Job:
Pull every line of the listing below into your answer word for word, leaving out the pictures.

[Extracted data entries]
____
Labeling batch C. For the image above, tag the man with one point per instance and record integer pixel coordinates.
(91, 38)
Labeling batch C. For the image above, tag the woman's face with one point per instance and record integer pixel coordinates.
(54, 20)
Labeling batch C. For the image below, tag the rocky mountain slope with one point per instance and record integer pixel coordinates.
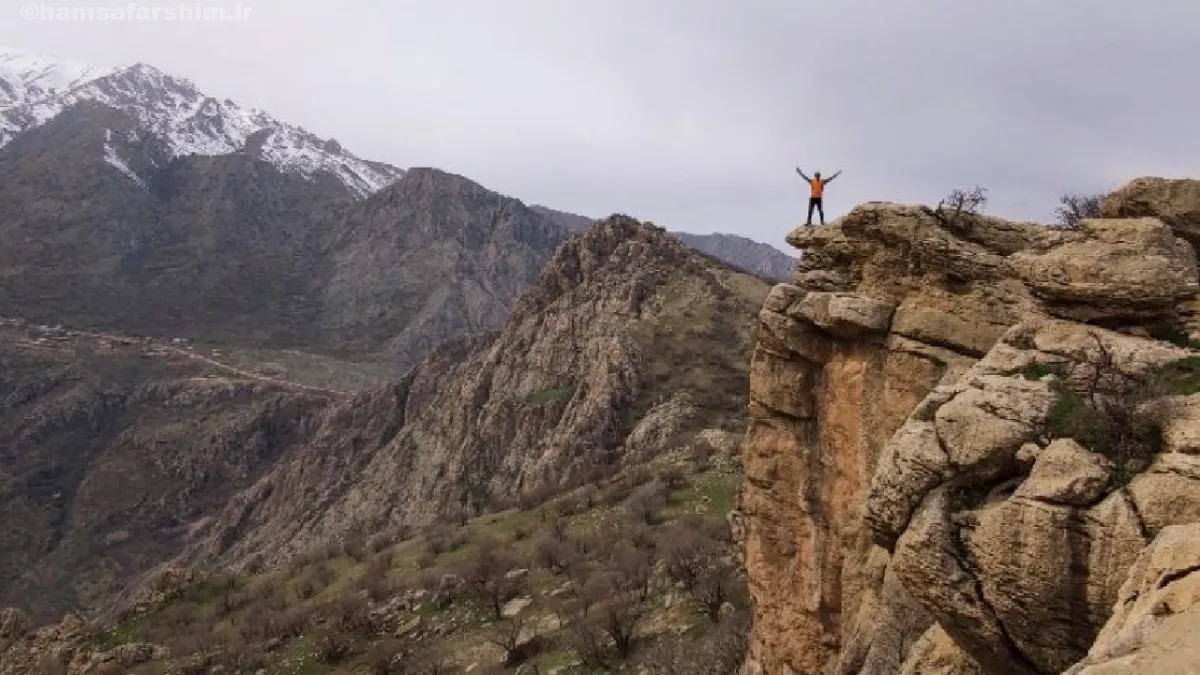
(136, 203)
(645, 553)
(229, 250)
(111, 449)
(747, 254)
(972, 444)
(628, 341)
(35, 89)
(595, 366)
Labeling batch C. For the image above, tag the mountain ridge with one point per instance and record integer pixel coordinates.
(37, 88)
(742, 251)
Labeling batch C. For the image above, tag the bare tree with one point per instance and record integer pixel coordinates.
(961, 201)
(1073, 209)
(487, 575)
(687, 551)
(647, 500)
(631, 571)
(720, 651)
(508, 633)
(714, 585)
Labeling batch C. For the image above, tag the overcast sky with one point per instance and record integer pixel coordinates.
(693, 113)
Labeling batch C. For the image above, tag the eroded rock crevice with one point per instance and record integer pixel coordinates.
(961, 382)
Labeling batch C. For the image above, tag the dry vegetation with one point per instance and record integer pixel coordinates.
____
Response:
Labeling batch C. For the image above, tag the man with one point per instance and record integer pixel coordinates.
(91, 38)
Labeling batch C. For the image above, tag the woman's face with one point per instance and record integer pixel coordinates.
(54, 20)
Labeling batch C. For the image below, tag the rocky mountain slope with one point per instance and record integer pixel coordinates.
(136, 203)
(645, 553)
(229, 250)
(111, 449)
(747, 254)
(972, 444)
(628, 341)
(35, 89)
(595, 366)
Labeling batch C. For the image above, tag the mountain ridge with one point per instance and record integer pixel coordinates.
(37, 88)
(742, 251)
Labeling batch C. For the image above, tag the bare tree with one point per instance and record integer pixel coordinates.
(961, 201)
(1073, 209)
(487, 575)
(687, 551)
(647, 500)
(631, 571)
(720, 651)
(508, 633)
(714, 585)
Labeling batch C. For the image above, tag the overcast sky with one point per instance and record integer pixel coordinates.
(693, 113)
Labeling batch C. For the image above, tag the eroded rock crevice with one point per instance and record integer pixel coordinates.
(961, 382)
Labeling batch C. For the image above, tag the dry vegetation with one point per instance and record integer pixel coordinates.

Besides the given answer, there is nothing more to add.